:: EXTRACT PROVIDED ::

>> BEGIN

It’s been two and a half months since I had written my last story “2 weeks of self-isolation”. Now I see that I was kind of optimist when I was writing it. Now I’m a realist and I understand that universities in Russia won’t be open again until the next study year, and now we should hold our exams through the internet (probably via zoom conferences, just like we have the majority of our lessons and seminars).
Today I’d like to write about my other English homework — I will comment on this following quote from the novel “The adventures of Tom Sawyer” (1876) by famous novel writer Mark Twain:
“Huck didn’t have to wash or dress in clean clothes, and he was good at swearing, too. In short, this ragamuffin had everything that makes life worth living.”
So, me and my groupmates as well as our English teatcher Anna Vladimirova have already discussed this quote in class (even twice). Who hasn’t heard about Tom Sawyer and his fellow Huckleberry Finn — an uneducated, superstitious boy, the son of the town drunkard? If you’ve ever read this book (no matter in what language) you definitely know that Huck is a shrewd judge of character. By that I mean that he has a sunny disposition and a well-developed, if naively natural, sense of morality. But let’s take a look at this character not as an idol of freedom for young unsophisticated children but as an idol of natural intelligence for adult readers. Let’s dig deeper in his essence, because we’ve already discussed why Huck is attractive for children up and down. For this purpose, we should add the image of Huckleberry Finn in his own book — “The adventures of Huckleberry Finn” (Mark Twain, 1884) to Huck’s description that we had in the book about Tom Sawyer. The book of 1884 is noted for its colorful description of people and places along the Mississippi river. Set in a Southern antebellum society that had ceased to exist over 20 years before the work was published, Adventures of Huckleberry Finn is an often scathing satire on entrenched attitudes, particularly racism. This book is more serious that “The adventures of Tom Sawyer” for children (though that book also has some philosophical thoughts for adults).

>> END

:: RECORD LIST ::
>> BEGIN

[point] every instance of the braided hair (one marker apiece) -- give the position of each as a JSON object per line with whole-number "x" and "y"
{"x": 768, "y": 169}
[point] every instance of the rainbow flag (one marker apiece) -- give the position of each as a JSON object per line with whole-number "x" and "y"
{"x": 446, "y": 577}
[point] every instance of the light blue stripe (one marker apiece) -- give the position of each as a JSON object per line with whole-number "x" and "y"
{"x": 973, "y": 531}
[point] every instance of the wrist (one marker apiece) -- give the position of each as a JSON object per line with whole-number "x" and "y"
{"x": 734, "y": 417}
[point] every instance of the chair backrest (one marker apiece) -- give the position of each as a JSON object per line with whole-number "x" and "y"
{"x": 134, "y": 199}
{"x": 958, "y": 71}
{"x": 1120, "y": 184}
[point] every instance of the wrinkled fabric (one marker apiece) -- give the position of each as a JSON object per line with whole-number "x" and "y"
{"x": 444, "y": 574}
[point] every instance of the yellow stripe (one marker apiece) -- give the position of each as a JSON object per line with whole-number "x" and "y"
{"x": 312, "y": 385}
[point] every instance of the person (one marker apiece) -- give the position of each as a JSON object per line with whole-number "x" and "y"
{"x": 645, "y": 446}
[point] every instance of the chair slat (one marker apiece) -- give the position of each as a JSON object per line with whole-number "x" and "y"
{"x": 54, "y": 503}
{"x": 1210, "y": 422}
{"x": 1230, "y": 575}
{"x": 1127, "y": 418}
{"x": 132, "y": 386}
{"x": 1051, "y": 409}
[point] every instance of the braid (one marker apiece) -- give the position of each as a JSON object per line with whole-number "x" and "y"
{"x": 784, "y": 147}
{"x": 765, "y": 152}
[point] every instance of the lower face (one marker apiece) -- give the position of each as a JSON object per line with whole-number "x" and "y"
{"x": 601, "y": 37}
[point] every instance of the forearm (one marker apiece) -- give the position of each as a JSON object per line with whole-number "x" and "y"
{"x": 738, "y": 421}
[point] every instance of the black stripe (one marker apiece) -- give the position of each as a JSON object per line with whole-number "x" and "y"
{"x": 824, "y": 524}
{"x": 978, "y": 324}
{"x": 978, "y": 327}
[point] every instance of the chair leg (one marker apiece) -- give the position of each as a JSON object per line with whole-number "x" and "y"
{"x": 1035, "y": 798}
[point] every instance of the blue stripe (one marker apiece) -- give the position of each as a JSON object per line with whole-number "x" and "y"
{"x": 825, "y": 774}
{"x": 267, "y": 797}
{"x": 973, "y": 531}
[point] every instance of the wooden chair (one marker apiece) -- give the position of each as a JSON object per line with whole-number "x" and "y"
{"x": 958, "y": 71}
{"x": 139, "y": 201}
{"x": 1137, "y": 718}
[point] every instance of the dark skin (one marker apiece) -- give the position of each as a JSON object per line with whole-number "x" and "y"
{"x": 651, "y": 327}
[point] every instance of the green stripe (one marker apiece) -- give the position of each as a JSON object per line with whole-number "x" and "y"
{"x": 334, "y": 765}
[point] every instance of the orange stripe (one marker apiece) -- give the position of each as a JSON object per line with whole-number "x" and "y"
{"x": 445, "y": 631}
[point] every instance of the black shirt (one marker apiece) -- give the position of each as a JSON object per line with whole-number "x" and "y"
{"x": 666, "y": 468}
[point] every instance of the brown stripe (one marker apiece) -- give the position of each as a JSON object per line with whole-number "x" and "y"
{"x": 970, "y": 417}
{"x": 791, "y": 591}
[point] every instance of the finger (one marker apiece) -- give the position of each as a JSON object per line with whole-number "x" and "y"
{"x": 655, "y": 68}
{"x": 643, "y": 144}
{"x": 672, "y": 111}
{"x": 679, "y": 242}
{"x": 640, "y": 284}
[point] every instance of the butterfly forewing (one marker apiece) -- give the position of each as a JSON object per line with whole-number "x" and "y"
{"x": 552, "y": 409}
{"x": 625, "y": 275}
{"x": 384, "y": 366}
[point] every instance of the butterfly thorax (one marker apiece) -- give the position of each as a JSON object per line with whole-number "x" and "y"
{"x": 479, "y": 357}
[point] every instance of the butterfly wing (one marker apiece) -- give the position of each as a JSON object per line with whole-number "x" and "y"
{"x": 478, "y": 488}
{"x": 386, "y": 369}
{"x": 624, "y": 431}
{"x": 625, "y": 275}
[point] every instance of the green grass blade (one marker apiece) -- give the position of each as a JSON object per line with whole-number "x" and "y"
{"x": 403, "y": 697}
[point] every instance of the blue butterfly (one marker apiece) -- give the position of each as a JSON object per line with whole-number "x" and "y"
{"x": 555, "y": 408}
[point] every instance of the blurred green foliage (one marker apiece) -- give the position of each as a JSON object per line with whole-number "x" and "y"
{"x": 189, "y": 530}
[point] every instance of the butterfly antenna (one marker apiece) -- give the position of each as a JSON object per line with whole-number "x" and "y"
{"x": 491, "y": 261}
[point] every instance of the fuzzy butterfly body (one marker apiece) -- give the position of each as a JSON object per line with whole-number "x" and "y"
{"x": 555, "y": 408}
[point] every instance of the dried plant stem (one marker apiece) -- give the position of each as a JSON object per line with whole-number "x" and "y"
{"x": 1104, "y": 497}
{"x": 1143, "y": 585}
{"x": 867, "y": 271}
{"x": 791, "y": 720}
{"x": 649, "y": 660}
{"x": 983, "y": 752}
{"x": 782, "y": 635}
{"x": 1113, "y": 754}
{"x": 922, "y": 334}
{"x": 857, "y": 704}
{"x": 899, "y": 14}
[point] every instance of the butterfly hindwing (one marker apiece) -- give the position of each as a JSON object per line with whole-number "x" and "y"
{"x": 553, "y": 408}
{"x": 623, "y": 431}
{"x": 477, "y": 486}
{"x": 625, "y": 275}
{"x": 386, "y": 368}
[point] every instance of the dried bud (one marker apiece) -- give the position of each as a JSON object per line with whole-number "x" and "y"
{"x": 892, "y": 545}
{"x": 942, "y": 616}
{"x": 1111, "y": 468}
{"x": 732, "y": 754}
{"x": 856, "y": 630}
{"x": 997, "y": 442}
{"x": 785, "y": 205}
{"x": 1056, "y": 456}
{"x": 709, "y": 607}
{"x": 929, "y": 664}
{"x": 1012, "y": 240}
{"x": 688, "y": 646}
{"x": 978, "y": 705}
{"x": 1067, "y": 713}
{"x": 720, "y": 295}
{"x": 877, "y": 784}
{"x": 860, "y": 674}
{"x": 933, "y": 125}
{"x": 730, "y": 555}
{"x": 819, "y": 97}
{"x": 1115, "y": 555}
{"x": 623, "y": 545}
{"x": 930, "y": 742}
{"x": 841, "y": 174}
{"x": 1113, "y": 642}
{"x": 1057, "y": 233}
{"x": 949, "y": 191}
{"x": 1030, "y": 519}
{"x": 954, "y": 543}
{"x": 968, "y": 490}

>> END

:: EXERCISE REQUIREMENTS ::
a) In the post about Huck Finn, swap "universities" for "colleges" and give the passage between "It’s been two" and "lessons and seminars).", inclusive.
b) Please write the next part of the post about Huck Finn, picking up after its last sentence.
The rows play no part in this.

:: PER-TASK ANSWERS ::
a)
It’s been two and a half months since I had written my last story “2 weeks of self-isolation”. Now I see that I was kind of optimist when I was writing it. Now I’m a realist and I understand that colleges in Russia won’t be open again until the next study year, and now we should hold our exams through the internet (probably via zoom conferences, just like we have the majority of our lessons and seminars).

b)
From the beginning of the novel, Twain makes it clear that Huck is a boy who comes from the lowest levels of white society. His father is a drunk and a ruffian who disappears for months on end. Huck himself is dirty and frequently homeless. Although the Widow Douglas attempts to “reform” Huck, he resists her attempts and maintains his independent ways. The community has failed to protect him from his father, and though the Widow finally gives Huck some of the schooling and religious training that he had missed, he has not been indoctrinated with social values in the same way a middle-class boy like Tom Sawyer has been. Huck’s distance from mainstream society makes him skeptical of the world around him and the ideas it passes on to him.
Huck’s instinctual distrust and his experiences as he travels down the river force him to question the things society has taught him. According to the law, Jim is Miss Watson’s property, but according to Huck’s sense of logic and fairness, it seems “right” to help Jim. Huck’s natural intelligence and his willingness to think through a situation on its own merits lead him to some conclusions that are correct in their context but that would shock white society. For example, Huck discovers, when he and Jim meet a group of slave-hunters, that telling a lie is sometimes the right course of action.
Because Huck is a child, the world seems new to him. Everything he encounters is an occasion for thought. Because of his background, however, he does more than just apply the rules that he has been taught — he creates his own rules. Yet Huck is not some kind of independent moral genius. He must still struggle with some of the preconceptions about blacks that society has ingrained in him, and at the end of the novel, he shows himself all too willing to follow Tom Sawyer’s lead. But even these failures are part of what makes Huck appealing and sympathetic. He is only a boy, after all, and therefore fallible. Imperfect as he is, Huck represents what anyone is capable of becoming: a thinking, feeling human being rather than a mere cog in the machine of society.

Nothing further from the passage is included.